• _Excerpt to read_
-----

TOKYO -- Japan is considering upgrading to a next-generation missile interceptor that could reach higher altitudes than existing models, as well as adding a third layer to its missile defense scheme, in response to North Korea's rocket launch Sunday.

     Japan and the U.S. are developing the Standard Missile-3 Block IIA system, which can be loaded on Aegis-equipped destroyers. The new interceptors will be tested for accuracy for the first time this fall off Hawaii. The aim is to begin production in fiscal 2017 and deployment by fiscal 2019.

     Existing SM-3 interceptors can hit targets only about 300km above ground. The new system will be able to reach an altitude of over 1,000km. "The higher we intercept the missiles, the more area we can defend," a Japanese Defense Ministry official said.

     Each destroyer equipped with the Block IIA will be able to defend a radius of about 1,000km, significantly more than the current range of several hundred kilometers. Japan needs three Aegis destroyers equipped with the existing interceptors to protect its territory, but "two will be enough if we have the new SM-3s," the official said.

     Tokyo also is looking at installing the land-based Terminal High Altitude Area Defense system, or Thaad. "There are no plans for the Self-Defense Forces to deploy Thaad," Chief Cabinet Secretary Yoshihide Suga told reporters Monday. But he also said that to protect Japan, the government will "study U.S. military equipment and speed up deliberations on adopting them."

     Thaad is used against missiles that have re-entered Earth's atmosphere, and it can reach targets with an altitude of up to about 150km. It would serve as the intermediate defense between SM-3s and Patriot Advanced Capability-3 missiles. The PAC-3 system is deployed by the Air Self-Defense Force and can hit missiles up to about 20km above ground.

     But the Defense Ministry is cautious about Thaad. "It is extremely expensive to install," a ministry official said.

     China has protested moves to deploy Thaad at U.S. military bases in South Korea, likely concerned that American radar will gain information about Chinese missile bases in the country's interior regions. Japan could trigger Chinese objections depending on whether and where it decides to deploy Thaad.

-----

[Region labeling lines]
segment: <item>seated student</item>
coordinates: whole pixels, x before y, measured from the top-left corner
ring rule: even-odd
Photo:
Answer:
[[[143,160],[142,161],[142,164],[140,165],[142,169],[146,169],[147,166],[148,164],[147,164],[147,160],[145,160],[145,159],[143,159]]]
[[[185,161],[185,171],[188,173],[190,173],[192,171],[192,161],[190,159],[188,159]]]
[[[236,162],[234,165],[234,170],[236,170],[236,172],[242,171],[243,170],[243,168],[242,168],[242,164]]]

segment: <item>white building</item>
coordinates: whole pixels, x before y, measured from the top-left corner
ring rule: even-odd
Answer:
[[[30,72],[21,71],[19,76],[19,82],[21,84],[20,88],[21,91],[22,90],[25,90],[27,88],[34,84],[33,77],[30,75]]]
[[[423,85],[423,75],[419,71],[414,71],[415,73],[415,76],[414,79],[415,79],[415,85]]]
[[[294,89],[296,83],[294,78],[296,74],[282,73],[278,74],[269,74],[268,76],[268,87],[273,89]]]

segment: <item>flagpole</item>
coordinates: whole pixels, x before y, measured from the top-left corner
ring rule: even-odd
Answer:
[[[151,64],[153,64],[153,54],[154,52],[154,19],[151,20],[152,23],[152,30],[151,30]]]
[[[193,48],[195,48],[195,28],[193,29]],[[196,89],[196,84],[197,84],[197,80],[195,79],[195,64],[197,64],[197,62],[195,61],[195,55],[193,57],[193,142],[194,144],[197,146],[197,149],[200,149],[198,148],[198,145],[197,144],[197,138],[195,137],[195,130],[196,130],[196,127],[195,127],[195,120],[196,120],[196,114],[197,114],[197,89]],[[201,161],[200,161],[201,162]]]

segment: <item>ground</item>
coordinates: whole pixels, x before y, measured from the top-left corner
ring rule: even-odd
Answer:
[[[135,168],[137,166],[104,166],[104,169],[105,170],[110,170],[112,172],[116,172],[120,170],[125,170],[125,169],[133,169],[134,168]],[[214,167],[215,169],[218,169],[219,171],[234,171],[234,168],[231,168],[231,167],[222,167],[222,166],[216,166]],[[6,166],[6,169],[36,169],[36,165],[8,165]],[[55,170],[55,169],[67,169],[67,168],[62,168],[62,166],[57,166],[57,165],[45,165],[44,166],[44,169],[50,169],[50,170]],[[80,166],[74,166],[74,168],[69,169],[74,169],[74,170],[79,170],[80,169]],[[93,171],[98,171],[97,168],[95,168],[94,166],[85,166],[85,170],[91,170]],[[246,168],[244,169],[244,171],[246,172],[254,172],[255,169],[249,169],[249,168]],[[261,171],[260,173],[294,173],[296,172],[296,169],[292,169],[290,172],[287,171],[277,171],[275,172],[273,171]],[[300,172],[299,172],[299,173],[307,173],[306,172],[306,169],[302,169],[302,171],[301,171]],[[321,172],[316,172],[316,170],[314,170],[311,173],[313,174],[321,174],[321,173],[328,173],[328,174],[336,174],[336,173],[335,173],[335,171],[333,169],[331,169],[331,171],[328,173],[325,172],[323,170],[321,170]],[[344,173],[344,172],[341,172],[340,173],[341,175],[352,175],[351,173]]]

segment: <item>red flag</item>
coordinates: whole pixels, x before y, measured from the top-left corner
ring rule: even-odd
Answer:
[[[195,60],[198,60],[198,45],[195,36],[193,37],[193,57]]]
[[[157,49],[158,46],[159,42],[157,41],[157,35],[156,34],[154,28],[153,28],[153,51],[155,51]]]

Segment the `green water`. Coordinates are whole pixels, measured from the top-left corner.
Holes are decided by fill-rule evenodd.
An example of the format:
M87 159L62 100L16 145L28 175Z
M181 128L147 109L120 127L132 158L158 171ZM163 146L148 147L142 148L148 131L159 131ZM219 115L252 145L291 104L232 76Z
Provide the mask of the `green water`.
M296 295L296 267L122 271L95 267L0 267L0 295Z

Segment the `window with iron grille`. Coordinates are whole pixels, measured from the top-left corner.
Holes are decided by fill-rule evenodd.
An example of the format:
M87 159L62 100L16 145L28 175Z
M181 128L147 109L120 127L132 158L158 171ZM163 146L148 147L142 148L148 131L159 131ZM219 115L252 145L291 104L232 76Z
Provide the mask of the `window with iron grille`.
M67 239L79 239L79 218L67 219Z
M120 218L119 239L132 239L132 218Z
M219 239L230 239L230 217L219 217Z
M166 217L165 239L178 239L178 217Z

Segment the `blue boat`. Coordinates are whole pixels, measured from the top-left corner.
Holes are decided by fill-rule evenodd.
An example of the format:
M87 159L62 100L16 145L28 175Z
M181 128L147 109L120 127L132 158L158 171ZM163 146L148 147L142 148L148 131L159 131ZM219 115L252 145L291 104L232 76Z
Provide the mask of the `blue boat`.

-----

Say whether each statement agrees with the article on Japan's missile defense, answering yes or no and quoting the deciding words: (a) existing SM-3 interceptors can hit targets about 1,000km above ground; (b) the Air Self-Defense Force deploys the PAC-3 system; (c) with the new SM-3s, two Aegis destroyers would be enough to protect Japan's territory. Rely only on the article about Japan's missile defense.

(a) No: "Existing SM-3 interceptors can hit targets only about 300km above ground."
(b) Yes: "The PAC-3 system is deployed by the Air Self-Defense Force"
(c) Yes: "two will be enough if we have the new SM-3s"